→ **Selected passage**:
********

One of the reasons for the long history is that the first inhabitants – Stone Age farmers – arrived as far back as 5200 BC. Since then, the island was invaded during the Bronze Age, saw the Phoenicians and the Carthaginians arrive, followed by the Romans and the apostle Saint Paul, who was shipwrecked here. Quiet during the Byzantine era, Islamic North African Berbers took control of the islands in 870 AD.
After a further series of occupations, the Order of the Knights of St John arrived in 1530, handed the islands by the Spanish. The Turks made their presence felt in 1565 with the very gory ‘Great Siege’ and then the capital of Valetta was born. In 1798, Napoleon Bonaparte took Malta from the Knights and then the British took it from the French the next year, and Malta became a colony. The country only gained independence in 1964, becoming a republic in 1974.
Malta Island is by far the largest of the three islands and the one that most visitors head to, while the smaller Gozo has remarkable scenery and a rich history, and the tiny Comino at 3.5 square kilometres is mostly a reserve with no cars and one resort.
The capital, Valetta, was designed as a fortress city, and built in only 15 years, producing a late Renaissance and Baroque beauty that resulted from some marvellous town planning. Even additions up to the 19th century harmonize well with the existing structures. Just walking around Valetta without a guidebook and you’ll find little historical details to appreciate such as niches and fountains, along with petite streets with charming cafés and shops.
Malta is a favourite summer destination and it can get crowded and very hot, but the beaches, both rocky and sandy, are plentiful enough that you can get away and get back to nature. Travelling in autumn and spring will allow visitors to see the islands more comfortably. Just as the Maltese language will feel both familiar and foreign, so will the cuisine – Mediterranean at its core but with strong influences from nearby Sicily and North Africa.

********

→ **Exercise requirements**:
A) How would you put this sentence from the Malta passage into Spanish: "The country only gained independence in 1964, becoming a republic in 1974."
B) Can you rewrite the stretch of the Malta passage from "One of the reasons" through "republic in 1974.", using "Ottomans" in place of "Turks"?
None of the items is needed for what is asked here.

********

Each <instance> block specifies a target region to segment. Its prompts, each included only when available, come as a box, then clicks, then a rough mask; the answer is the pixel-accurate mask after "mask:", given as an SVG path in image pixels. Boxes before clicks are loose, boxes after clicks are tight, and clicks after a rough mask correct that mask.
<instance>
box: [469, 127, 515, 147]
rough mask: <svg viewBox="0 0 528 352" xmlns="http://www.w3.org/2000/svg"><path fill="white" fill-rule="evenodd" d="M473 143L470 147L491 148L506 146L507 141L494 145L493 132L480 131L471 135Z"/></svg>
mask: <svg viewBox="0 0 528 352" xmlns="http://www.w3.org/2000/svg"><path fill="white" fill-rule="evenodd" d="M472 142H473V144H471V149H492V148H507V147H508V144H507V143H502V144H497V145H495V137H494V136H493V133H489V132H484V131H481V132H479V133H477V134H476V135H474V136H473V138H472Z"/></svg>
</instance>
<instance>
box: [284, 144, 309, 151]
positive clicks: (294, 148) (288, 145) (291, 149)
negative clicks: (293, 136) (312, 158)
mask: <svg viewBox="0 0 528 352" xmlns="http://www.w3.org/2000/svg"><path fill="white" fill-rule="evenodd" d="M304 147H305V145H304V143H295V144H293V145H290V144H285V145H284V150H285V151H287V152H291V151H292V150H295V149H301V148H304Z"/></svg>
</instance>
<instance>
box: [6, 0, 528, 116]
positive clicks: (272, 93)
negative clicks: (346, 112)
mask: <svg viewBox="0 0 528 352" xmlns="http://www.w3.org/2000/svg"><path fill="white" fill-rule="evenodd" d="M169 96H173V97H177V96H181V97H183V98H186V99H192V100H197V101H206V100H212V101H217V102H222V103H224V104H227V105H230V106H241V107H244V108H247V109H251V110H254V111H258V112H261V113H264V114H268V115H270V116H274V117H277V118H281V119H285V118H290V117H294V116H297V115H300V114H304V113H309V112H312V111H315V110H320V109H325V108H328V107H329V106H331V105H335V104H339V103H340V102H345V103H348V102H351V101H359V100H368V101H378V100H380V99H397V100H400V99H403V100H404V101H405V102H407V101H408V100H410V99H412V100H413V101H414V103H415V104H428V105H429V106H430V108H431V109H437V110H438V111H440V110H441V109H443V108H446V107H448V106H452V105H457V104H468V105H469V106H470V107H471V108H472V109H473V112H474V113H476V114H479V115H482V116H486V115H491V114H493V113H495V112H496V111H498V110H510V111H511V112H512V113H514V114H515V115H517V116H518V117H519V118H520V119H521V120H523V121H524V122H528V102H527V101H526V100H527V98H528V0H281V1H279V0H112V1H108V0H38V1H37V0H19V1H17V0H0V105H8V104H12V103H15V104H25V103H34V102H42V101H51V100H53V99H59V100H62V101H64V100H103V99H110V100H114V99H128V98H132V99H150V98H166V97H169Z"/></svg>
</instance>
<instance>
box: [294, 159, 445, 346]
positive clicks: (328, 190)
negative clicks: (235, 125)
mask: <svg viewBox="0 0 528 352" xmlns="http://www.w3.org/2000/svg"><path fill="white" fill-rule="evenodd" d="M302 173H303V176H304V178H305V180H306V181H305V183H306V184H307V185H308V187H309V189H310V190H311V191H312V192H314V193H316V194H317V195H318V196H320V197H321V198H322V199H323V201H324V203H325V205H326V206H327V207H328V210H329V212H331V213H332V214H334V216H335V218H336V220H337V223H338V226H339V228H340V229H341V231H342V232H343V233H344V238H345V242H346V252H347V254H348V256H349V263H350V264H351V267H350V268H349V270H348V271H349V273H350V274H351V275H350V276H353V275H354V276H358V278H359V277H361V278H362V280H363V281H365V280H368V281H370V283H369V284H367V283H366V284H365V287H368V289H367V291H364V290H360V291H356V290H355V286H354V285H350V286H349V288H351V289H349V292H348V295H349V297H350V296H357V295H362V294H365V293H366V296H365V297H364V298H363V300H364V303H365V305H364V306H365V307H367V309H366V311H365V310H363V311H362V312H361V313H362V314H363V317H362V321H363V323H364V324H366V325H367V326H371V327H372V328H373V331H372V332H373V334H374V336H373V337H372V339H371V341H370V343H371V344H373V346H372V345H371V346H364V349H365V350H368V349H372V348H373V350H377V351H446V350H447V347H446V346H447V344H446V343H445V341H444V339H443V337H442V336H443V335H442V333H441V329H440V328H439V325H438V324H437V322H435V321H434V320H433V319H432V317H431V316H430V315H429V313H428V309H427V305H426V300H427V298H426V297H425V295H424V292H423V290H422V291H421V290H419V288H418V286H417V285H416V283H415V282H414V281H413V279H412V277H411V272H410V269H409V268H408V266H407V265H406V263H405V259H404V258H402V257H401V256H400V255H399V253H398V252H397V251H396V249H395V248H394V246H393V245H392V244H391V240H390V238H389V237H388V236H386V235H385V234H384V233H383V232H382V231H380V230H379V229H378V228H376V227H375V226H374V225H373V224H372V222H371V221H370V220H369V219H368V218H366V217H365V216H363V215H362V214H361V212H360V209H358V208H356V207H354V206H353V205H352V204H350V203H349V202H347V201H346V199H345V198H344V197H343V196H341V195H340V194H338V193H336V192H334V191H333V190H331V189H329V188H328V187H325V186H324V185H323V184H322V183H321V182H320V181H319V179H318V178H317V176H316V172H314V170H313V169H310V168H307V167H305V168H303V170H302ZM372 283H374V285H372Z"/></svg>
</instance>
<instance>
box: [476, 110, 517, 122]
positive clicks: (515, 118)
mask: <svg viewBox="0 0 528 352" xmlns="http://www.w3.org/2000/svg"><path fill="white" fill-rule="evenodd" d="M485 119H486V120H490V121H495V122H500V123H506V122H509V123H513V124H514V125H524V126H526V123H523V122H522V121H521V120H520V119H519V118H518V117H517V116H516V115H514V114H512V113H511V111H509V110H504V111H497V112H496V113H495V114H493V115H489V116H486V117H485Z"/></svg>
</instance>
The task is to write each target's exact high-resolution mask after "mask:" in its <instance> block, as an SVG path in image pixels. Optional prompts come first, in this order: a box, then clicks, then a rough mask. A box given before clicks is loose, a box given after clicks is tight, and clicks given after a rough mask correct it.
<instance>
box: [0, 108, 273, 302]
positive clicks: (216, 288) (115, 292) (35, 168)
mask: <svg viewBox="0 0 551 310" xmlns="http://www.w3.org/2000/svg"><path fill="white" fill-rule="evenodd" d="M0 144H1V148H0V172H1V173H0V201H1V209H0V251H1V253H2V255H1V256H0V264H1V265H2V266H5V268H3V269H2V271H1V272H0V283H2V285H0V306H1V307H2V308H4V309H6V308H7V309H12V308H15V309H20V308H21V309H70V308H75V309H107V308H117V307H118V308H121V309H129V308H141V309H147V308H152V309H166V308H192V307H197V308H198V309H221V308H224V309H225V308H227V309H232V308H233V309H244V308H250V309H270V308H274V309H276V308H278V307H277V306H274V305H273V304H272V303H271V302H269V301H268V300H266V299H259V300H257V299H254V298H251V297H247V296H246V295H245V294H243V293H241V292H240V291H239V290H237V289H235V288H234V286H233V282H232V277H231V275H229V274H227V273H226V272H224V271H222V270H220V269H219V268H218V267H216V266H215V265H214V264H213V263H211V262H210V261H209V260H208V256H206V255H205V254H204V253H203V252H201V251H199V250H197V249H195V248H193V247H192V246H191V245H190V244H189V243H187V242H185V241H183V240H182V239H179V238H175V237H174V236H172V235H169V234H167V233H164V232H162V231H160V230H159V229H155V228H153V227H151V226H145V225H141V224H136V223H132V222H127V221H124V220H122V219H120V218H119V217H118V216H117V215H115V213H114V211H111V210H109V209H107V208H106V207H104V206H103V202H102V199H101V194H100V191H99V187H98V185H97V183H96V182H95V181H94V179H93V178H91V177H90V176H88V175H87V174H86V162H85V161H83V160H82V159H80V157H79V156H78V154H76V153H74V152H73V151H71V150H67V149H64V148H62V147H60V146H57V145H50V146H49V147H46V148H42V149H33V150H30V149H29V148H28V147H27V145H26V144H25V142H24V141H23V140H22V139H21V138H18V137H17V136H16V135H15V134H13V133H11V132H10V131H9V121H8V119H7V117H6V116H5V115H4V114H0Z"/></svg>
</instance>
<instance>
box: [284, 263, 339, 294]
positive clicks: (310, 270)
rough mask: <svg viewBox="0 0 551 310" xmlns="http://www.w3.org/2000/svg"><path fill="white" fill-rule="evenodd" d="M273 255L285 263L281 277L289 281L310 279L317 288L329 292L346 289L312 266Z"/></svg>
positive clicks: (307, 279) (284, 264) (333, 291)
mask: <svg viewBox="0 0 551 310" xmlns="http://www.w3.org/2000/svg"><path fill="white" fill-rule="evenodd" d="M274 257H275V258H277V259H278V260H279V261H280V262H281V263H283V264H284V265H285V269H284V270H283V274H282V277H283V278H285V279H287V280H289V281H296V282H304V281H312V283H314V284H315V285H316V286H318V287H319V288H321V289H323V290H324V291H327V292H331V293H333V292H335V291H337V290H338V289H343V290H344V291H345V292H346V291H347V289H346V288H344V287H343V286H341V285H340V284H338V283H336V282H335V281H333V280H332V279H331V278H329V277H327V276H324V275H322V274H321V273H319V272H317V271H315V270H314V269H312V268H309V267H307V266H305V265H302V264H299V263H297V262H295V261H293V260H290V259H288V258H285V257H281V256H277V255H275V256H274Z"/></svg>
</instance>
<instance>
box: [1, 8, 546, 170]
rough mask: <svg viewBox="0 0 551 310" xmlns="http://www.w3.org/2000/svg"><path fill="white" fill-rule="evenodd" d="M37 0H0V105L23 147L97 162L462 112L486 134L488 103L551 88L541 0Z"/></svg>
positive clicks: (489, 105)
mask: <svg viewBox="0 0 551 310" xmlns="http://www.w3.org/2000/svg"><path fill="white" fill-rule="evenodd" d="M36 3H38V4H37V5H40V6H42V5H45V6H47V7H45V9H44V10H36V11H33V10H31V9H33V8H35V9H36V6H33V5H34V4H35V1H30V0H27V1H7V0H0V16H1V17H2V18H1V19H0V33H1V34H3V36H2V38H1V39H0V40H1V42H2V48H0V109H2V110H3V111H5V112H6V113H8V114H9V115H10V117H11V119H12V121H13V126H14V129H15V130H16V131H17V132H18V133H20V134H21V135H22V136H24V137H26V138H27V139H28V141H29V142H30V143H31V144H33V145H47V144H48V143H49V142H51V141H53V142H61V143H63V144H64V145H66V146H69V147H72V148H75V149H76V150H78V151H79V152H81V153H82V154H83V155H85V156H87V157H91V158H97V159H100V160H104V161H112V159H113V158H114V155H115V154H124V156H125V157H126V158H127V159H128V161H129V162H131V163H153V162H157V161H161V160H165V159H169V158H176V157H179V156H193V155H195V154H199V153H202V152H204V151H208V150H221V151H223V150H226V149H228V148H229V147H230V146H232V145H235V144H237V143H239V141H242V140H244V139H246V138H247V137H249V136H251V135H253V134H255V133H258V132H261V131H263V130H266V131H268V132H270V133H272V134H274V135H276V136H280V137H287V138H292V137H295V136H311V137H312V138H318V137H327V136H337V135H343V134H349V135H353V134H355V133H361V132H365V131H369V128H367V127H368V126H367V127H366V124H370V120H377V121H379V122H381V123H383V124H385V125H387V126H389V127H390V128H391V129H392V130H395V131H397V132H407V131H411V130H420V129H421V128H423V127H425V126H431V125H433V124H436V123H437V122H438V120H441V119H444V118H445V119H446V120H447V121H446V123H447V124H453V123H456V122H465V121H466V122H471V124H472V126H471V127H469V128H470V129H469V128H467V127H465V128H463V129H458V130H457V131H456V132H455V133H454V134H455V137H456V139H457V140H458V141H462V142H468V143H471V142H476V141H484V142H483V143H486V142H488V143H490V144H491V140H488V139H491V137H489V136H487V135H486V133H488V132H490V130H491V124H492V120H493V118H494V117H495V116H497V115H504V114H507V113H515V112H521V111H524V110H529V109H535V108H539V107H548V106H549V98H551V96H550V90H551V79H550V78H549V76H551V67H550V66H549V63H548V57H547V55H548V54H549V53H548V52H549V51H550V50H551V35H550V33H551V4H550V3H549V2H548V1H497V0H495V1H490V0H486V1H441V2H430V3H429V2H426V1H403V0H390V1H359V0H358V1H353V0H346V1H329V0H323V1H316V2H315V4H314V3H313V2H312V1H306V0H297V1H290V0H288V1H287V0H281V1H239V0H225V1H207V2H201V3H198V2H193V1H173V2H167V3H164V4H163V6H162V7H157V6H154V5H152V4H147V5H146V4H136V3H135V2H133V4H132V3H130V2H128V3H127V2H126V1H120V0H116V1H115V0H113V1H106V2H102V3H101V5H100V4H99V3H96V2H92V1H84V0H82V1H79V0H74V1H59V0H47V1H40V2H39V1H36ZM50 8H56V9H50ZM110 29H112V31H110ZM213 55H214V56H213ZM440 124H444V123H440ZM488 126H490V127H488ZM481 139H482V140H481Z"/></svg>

********

→ **Responses to the tasks**:
A) El país no obtuvo la independencia hasta 1964 y se convirtió en república en 1974.

B)
One of the reasons for the long history is that the first inhabitants – Stone Age farmers – arrived as far back as 5200 BC. Since then, the island was invaded during the Bronze Age, saw the Phoenicians and the Carthaginians arrive, followed by the Romans and the apostle Saint Paul, who was shipwrecked here. Quiet during the Byzantine era, Islamic North African Berbers took control of the islands in 870 AD.
After a further series of occupations, the Order of the Knights of St John arrived in 1530, handed the islands by the Spanish. The Ottomans made their presence felt in 1565 with the very gory ‘Great Siege’ and then the capital of Valetta was born. In 1798, Napoleon Bonaparte took Malta from the Knights and then the British took it from the French the next year, and Malta became a colony. The country only gained independence in 1964, becoming a republic in 1974.